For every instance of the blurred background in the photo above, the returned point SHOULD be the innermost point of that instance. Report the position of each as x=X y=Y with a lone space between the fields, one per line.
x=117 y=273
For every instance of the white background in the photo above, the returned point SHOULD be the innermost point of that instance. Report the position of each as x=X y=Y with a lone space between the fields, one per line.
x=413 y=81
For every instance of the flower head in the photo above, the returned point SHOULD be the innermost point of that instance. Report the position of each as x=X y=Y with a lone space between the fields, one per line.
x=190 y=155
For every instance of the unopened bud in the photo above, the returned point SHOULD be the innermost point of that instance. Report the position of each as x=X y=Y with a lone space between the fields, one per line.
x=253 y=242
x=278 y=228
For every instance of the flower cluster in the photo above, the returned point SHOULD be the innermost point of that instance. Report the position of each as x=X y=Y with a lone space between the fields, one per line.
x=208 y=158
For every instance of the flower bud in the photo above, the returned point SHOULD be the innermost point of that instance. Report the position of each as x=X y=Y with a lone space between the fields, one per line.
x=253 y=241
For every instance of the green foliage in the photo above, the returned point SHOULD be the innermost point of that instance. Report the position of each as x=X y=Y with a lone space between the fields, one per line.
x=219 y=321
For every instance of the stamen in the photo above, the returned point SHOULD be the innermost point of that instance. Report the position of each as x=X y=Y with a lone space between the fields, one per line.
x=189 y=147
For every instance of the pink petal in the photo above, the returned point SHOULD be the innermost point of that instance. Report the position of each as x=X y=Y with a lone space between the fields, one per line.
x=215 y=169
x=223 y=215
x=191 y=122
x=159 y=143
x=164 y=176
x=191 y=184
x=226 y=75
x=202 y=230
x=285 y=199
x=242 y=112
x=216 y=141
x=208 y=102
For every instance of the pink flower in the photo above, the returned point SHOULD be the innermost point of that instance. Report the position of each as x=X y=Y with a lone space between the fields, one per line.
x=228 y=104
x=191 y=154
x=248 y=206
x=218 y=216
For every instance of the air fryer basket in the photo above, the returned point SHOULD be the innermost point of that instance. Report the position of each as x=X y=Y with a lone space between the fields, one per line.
_ _ _ _ _
-- EXERCISE AIM --
Using the exact wording, write out all of the records.

-- THE COMPLETED TASK --
For every instance of the blurred background in the photo above, the returned point SHOULD be the innermost point of that instance. Report the position of each as x=X y=Y with a lone space between the fields, one per line.
x=117 y=273
For every instance of the white background in the photo above, the returned point SHOULD be the innermost point of that instance. Report the position of each as x=X y=Y with a lone space between the fields, one per line.
x=413 y=81
For every instance of the flower head in the photo above, the returned point SHOULD be the innermost point of that instance. Report the position of each as x=X y=Y with a lone space between the fields, one per line.
x=190 y=155
For every instance of the unopened bud in the photo above, the returned point SHOULD be the innermost point of that instance. Report the position of each as x=X y=Y with a lone space between the fields, one per line.
x=253 y=242
x=278 y=228
For every instance of the flower cluster in the photo above, the returned point SHOULD be the innermost point of that instance. Report the position of each as x=X y=Y with a lone space between the fields, one per line.
x=208 y=158
For every instance of the flower bud in the photo above, the returned point SHOULD be the innermost point of that instance. Report the position of each as x=X y=Y with a lone space between the fields, one per line.
x=253 y=241
For every instance of the green foliage in the photo above, the returned point SHOULD be the innermost point of that instance. Report the position of each as x=X y=Y with a lone space between the fields, one per line.
x=219 y=321
For every instance of the stamen in the photo above, the returned point SHOULD be the innermost point of that instance. Report the position of each as x=X y=Y with a lone space between the fields, one per line.
x=189 y=147
For every instance of the pink petal in the photo above, the returned point SHOULD be the innermost point of that instance. Report the position of each as x=X y=Y with a lone space between the fields, one per line.
x=215 y=169
x=223 y=215
x=191 y=122
x=159 y=143
x=164 y=176
x=191 y=184
x=226 y=75
x=202 y=230
x=285 y=199
x=242 y=112
x=216 y=141
x=208 y=102
For every instance of the pink flower in the photo above, the returned point SHOULD be the innermost point of that instance. Report the position of each as x=X y=Y with a lone space between the fields, one per line.
x=228 y=104
x=191 y=154
x=248 y=206
x=218 y=216
For every instance of the air fryer basket in the photo above, the returned point SHOULD be the innermost point of that instance. Report the position of each as x=X y=Y with a lone space between the fields, one per line.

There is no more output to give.